§ Problems and tasks
(a) In the passage on motor vehicle crash deaths below, rewrite the paragraph beginning "The researchers found that in 2019" as a short bulleted list that keeps its main figures.
(b) Answer these questions from the passage on motor vehicle crash deaths below, writing each answer on its own line and marking it like the question:
(i) For which two years were the death rates calculated?
(ii) Where were the two researchers based?
(iii) What was the U.S. population-based death rate in 2019?

§ Extract to read

Merissa A. Yellman, M.P.H., and Erin K. Sauber-Schatz, Ph.D., from the CDC in Atlanta, measured progress in reducing motor vehicle crash deaths by calculating population-based, distance-based, and vehicle-based death rates in 2015 and 2019 for the United States and 28 other high-income countries.
The researchers found that in 2019, the United States had the highest population-based death rate (11.1 per 100,000 population) among the 29 high-income countries, which was 2.3 times the average rate of the other 28 countries (4.8 per 100,000 population). The 2019 U.S. distance-based death rate was higher than the average rate among 20 other countries (1.11 versus 0.92 per 100 million vehicle miles travelled). Furthermore, the U.S. vehicle-based death rate was higher than in 27 other high-income countries (1.21 versus 0.78 per 10,000 registered vehicles). From 2015 to 2019, the population-based death rate increased 0.1 percent in the United States, whereas the average change in 27 other high-income countries was −10.4 percent.

§ Given information
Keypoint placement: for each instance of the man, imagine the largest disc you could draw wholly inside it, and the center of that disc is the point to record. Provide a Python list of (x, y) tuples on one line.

§ Answers to the exercise
(a)
- In 2019, the United States had the highest population-based death rate among the 29 high-income countries, at 11.1 per 100,000 population. This was 2.3 times the average of the other 28 countries (4.8).
- The 2019 U.S. distance-based death rate was 1.11 per 100 million vehicle miles traveled, compared with an average of 0.92 in 20 other countries.
- The U.S. vehicle-based death rate was 1.21 per 10,000 registered vehicles, compared with 0.78 in 27 other high-income countries.
- From 2015 to 2019, the U.S. population-based death rate rose 0.1 percent. In 27 other high-income countries, it fell by an average of 10.4 percent.

(b)
(i) 2015 and 2019
(ii) At the CDC in Atlanta
(iii) 11.1 per 100,000 population